*Fragmento*:
Abdellatif Kechiche —como sello personal en su carrera — busca realidad, cueste lo que cueste. Ante esto, el asunto no está en cuán real sea lo que veamos, ni lo preciso de su representación; lo que interesa, finalmente, es qué tan veraz se sienta. Importa qué tanto podamos involucrarnos en la vida de sujetos marginado de tipos corrientes, adolescentes en este caso: sus desventuras, sus deseos, su pensamiento. Implica, también, involucrarnos con el espacio: que la cámara movediza nos introduzca por calles y plazar, que podamos entender París como los parisinos, pero no cualquier parisino: nos importan esos que no salen en el cine.
Hablemos de espacio. París, pero no es el París que conocemos. El glamour de los bistró y las rues, la visión a la boheme de la capital francesa, no existe dentro de los toscos edificios de concreto, los espacios habitacionales despintados y alicaídos, los páramos desvirtuados que componen los suburbios parisinos. En lugares así —marginados, tambaleando entre lo urbano y lo no urbano— los chicos hacen lo que se les permite. Dentro de una preparatoria local —con estudiantes de variado origen étnico— se desarrolla un programa distinto: sumir los talentos y necesidades expresivas de los alumnos dentro del arte. Y para ello, Marivaux. En la adaptación de “Juegos de amor y fortuna”, Lydia, muchacha entusiasta, adquiere el rol principal. Esto, por otra parte, repercute definitivamente en Krimo, un estudiante taciturno y solitario —de origen musulmán, además— que queda prendido de ella. Para acercársele, decide tomar uno de los roles protagónicos. Tal medida, sin embargo, trae una serie de tribulaciones: entorpece el posible éxito de la obra —porque Krimo no es histriónico en lo absoluto— y desata una maquinaria de chismes y enfrentamientos entre estudiantes, todos, alrededor de la disputada Lydia, objeto de deseo y duda, la esquiva.

*Descripción del problema*: Según el fragmento anterior, ¿qué papel consigue Lydia en la adaptación de “Juegos de amor y fortuna”? Responde en una frase, por favor.

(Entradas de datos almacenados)
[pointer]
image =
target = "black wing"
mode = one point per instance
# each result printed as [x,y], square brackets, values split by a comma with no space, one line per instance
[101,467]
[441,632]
--
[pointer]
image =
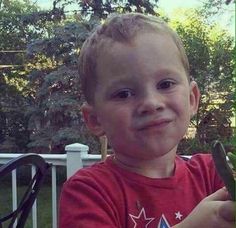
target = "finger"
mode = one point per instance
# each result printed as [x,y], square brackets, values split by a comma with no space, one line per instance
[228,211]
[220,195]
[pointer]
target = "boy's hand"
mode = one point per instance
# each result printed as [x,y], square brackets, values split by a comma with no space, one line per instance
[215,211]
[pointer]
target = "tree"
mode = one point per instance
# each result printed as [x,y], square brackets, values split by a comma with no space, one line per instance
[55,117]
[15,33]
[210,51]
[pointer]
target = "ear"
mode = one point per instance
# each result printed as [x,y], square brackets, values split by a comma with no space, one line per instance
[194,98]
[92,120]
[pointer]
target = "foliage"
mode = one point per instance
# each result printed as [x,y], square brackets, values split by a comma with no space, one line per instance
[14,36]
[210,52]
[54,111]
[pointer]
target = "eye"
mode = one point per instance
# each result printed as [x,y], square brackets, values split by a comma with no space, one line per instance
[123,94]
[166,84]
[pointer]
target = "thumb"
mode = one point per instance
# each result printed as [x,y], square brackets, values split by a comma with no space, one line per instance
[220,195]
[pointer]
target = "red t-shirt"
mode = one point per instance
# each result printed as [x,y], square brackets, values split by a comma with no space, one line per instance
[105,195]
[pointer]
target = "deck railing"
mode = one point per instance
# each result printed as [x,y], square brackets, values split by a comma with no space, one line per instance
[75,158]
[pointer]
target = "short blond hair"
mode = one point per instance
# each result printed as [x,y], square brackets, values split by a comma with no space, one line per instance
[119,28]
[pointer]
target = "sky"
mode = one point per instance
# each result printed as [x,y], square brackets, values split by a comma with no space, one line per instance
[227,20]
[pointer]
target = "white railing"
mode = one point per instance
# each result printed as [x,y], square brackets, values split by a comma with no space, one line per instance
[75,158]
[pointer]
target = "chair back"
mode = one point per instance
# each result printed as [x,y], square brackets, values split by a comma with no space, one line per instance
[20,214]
--
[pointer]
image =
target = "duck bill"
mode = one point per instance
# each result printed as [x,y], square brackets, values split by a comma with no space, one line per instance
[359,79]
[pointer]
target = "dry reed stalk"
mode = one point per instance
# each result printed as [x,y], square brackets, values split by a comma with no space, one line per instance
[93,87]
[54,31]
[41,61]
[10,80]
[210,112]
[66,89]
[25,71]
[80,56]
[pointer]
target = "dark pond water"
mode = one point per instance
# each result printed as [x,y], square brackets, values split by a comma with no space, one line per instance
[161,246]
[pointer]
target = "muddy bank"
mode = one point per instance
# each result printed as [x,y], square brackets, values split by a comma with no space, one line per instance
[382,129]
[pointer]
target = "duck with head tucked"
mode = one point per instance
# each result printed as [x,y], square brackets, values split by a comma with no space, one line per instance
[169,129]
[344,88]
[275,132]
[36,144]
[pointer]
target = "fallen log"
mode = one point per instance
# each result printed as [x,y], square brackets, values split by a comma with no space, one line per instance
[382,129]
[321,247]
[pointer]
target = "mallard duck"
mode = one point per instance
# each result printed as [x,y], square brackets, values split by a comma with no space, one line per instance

*Respuesta a continuación*: Lydia consigue el rol principal.